[WHAT IS REQUIRED] Swap every "instance" in the data below for "object" and reproduce the lines with nothing else altered.

▼

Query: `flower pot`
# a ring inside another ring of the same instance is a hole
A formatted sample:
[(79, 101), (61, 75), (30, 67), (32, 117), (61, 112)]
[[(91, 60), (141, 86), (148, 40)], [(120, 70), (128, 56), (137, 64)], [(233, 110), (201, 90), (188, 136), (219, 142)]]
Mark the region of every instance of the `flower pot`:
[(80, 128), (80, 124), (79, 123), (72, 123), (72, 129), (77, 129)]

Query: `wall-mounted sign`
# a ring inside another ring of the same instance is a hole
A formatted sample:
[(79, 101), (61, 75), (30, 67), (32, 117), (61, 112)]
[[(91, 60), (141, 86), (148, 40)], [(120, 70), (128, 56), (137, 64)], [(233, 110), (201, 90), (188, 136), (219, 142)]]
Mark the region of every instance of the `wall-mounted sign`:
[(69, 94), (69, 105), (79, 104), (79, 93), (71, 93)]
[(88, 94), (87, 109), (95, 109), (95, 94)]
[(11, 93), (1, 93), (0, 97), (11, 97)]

▲

[RESULT FOR THIS TASK]
Query: `flower pot`
# a ring inside another ring of the same object is a hole
A formatted sample:
[(79, 101), (61, 75), (30, 67), (32, 117), (61, 112)]
[[(91, 60), (141, 86), (148, 40)], [(120, 70), (128, 56), (137, 64)], [(233, 110), (201, 90), (188, 136), (219, 142)]]
Mark the region of every object of the `flower pot`:
[(80, 128), (80, 124), (79, 123), (72, 123), (72, 129), (77, 129)]

Query: `wall-mounted sign`
# a ring inside another ring of the same object is a hole
A formatted sample:
[(79, 101), (61, 75), (30, 67), (32, 117), (61, 112)]
[[(91, 60), (141, 86), (148, 40)], [(120, 70), (128, 56), (137, 64)], [(233, 110), (201, 90), (188, 136), (219, 142)]]
Mark the region of every object of the `wall-mounted sign`:
[(69, 94), (69, 105), (79, 104), (79, 93), (71, 93)]
[(88, 94), (87, 109), (95, 109), (95, 94)]
[(11, 93), (1, 93), (0, 97), (11, 97)]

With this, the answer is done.